List:Commits« Previous MessageNext Message »
From:Guilhem Bichot Date:December 16 2010 9:58pm
Subject:Re: bzr commit into mysql-5.1 branch (ole.john.aske:3477) Bug#58490
View as plain text  
Hello,

Ole John Aske a écrit, Le 02.12.2010 13:09:
> #At file:///net/fimafeng09/export/home/tmp/oleja/mysql/mysql-5.1/ based on
> revid:georgi.kodinov@stripped
> 
>  3477 Ole John Aske	2010-12-02
>       Updated fix for bug#58490, 'Incorrect result in multi level OUTER JOIN in
> combination with IS NULL'
>       
>       After some more testing, and discussion with Roy L. which has also tested my
> fix on the next-mr branch
>       the DBUG_ASSERT(rc==NESTED_LOOP_OK) a line ~11553 was removed.
>       This was replaced by 'if (rc == NESTED_LOOP_NO_MORE_ROWS) found= false;'.
>       
>       Furthermore testcases for the duplicated bug#49332 has been added.

Task goal.
Reproduce the mailing list post above in full, word for word.

(Collected data entries)
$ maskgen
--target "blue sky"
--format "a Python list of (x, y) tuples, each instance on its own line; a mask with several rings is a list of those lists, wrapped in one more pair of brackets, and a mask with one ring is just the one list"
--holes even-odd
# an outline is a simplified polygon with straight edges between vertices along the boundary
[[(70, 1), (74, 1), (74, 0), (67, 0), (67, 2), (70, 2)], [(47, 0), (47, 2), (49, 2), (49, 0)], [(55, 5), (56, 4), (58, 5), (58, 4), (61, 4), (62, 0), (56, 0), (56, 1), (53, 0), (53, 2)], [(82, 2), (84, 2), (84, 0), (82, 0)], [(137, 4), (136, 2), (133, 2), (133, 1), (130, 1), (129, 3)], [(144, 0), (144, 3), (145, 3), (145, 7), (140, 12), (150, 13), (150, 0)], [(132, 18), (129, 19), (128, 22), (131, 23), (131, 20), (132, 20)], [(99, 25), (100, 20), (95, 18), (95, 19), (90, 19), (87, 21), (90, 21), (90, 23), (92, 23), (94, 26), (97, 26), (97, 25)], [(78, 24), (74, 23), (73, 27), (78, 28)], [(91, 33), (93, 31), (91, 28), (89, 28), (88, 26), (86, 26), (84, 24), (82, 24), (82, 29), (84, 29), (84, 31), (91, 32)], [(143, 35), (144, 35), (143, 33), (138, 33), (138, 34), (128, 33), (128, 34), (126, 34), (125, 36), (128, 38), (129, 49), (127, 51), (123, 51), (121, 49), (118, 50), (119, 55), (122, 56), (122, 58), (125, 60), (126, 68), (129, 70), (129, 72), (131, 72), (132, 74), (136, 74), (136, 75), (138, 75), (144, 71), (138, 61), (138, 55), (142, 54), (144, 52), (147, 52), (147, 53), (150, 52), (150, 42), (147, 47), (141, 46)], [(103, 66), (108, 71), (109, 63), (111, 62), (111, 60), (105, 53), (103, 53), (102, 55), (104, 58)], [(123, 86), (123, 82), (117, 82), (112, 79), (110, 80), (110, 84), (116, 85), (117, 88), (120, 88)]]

Final result.
List:Commits« Previous MessageNext Message »
From:Guilhem Bichot Date:December 16 2010 9:58pm
Subject:Re: bzr commit into mysql-5.1 branch (ole.john.aske:3477) Bug#58490
View as plain text  
Hello,

Ole John Aske a écrit, Le 02.12.2010 13:09:
> #At file:///net/fimafeng09/export/home/tmp/oleja/mysql/mysql-5.1/ based on
> revid:georgi.kodinov@stripped
> 
>  3477 Ole John Aske	2010-12-02
>       Updated fix for bug#58490, 'Incorrect result in multi level OUTER JOIN in
> combination with IS NULL'
>       
>       After some more testing, and discussion with Roy L. which has also tested my
> fix on the next-mr branch
>       the DBUG_ASSERT(rc==NESTED_LOOP_OK) a line ~11553 was removed.
>       This was replaced by 'if (rc == NESTED_LOOP_NO_MORE_ROWS) found= false;'.
>       
>       Furthermore testcases for the duplicated bug#49332 has been added.